| Given data |
══════════

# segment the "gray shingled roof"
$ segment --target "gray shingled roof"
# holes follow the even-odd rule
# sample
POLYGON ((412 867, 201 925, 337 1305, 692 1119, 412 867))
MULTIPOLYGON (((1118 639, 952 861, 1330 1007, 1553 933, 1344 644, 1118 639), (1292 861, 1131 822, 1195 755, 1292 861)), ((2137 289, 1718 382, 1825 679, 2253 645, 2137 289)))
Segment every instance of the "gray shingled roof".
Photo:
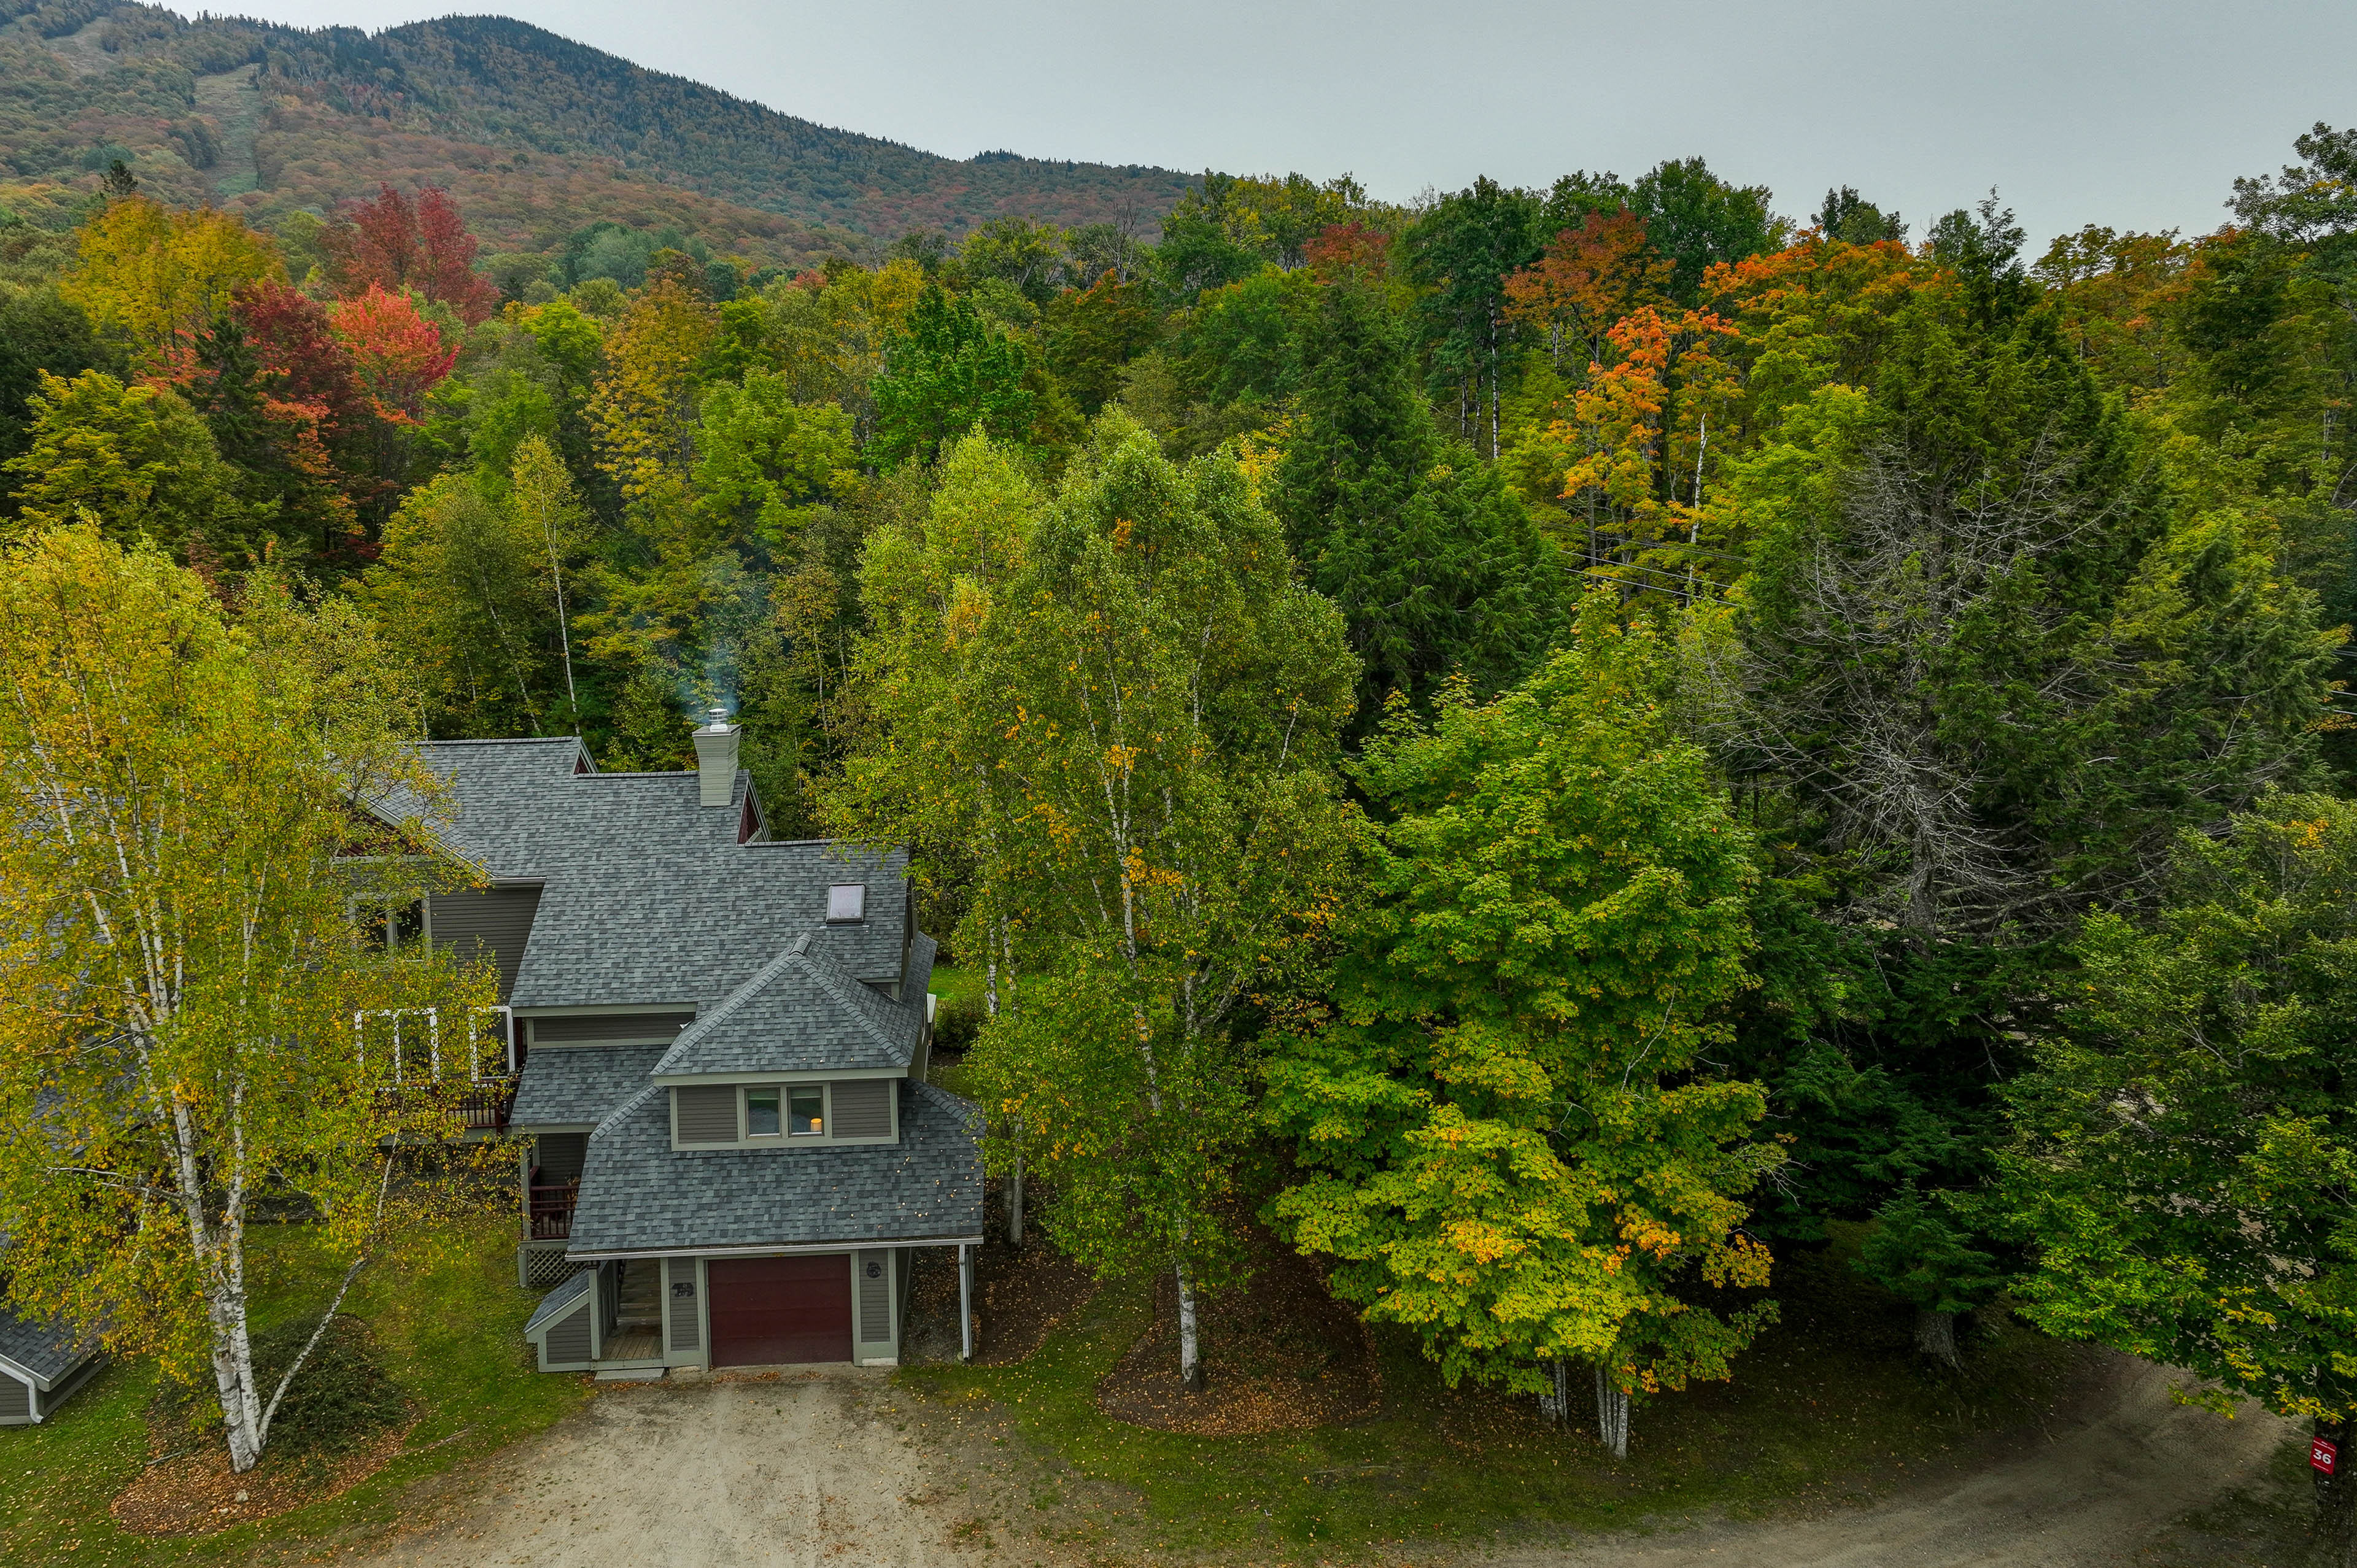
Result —
POLYGON ((508 1112, 513 1127, 595 1126, 644 1089, 663 1046, 535 1047, 508 1112))
POLYGON ((582 1293, 589 1288, 589 1282, 596 1277, 588 1270, 584 1269, 546 1295, 542 1296, 540 1305, 532 1309, 532 1316, 524 1322, 523 1337, 527 1339, 531 1338, 540 1332, 542 1324, 579 1301, 582 1293))
POLYGON ((907 1067, 924 1030, 933 940, 917 939, 903 1000, 895 1002, 845 973, 820 947, 821 934, 803 932, 682 1030, 655 1065, 655 1076, 907 1067))
POLYGON ((0 1307, 0 1359, 33 1374, 43 1390, 62 1382, 76 1367, 98 1353, 92 1336, 75 1334, 45 1323, 28 1323, 0 1307))
POLYGON ((716 1003, 821 927, 839 882, 866 885, 867 918, 824 926, 817 943, 860 980, 900 978, 906 853, 740 844, 748 775, 723 808, 698 803, 694 773, 576 773, 570 736, 440 741, 425 753, 450 784, 426 824, 491 875, 543 885, 514 1006, 716 1003))
POLYGON ((671 1146, 650 1085, 589 1138, 570 1251, 955 1240, 982 1234, 982 1113, 899 1081, 900 1141, 817 1149, 671 1146))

══════════

| Directions for this task |
If pictures appear in the data, do not print them; repeat the rest exactly.

| Output of the exercise |
# segment the "gray shingled roof"
$ segment --target "gray shingled roof"
# holes follow the even-odd rule
# sample
POLYGON ((412 867, 201 925, 337 1305, 692 1119, 412 867))
MULTIPOLYGON (((1118 639, 952 861, 1330 1007, 1553 933, 1344 644, 1118 639), (1292 861, 1131 822, 1195 755, 1292 861)), ((2137 289, 1718 382, 1825 679, 2253 645, 2137 289)))
Segment every instance of the "gray shingled roof".
Photo:
Result —
POLYGON ((508 1112, 513 1127, 595 1126, 644 1089, 663 1046, 535 1047, 508 1112))
POLYGON ((582 1293, 589 1288, 589 1282, 596 1277, 588 1270, 584 1269, 546 1295, 542 1296, 540 1305, 532 1309, 532 1316, 524 1322, 523 1337, 527 1339, 531 1338, 540 1332, 542 1324, 579 1301, 582 1293))
POLYGON ((907 1067, 924 1030, 933 940, 917 939, 903 1000, 895 1002, 845 973, 820 947, 821 934, 803 932, 682 1030, 655 1065, 655 1076, 907 1067))
POLYGON ((0 1307, 0 1359, 33 1374, 43 1390, 62 1382, 76 1367, 98 1353, 92 1336, 75 1334, 45 1323, 28 1323, 0 1307))
POLYGON ((716 1003, 821 927, 839 882, 866 885, 867 918, 824 926, 817 943, 860 980, 900 978, 906 853, 740 844, 748 775, 723 808, 698 803, 694 773, 576 773, 570 736, 440 741, 425 753, 450 784, 426 824, 491 875, 543 885, 514 1006, 716 1003))
POLYGON ((671 1146, 650 1085, 589 1138, 570 1251, 955 1240, 982 1234, 982 1113, 899 1081, 900 1141, 817 1149, 671 1146))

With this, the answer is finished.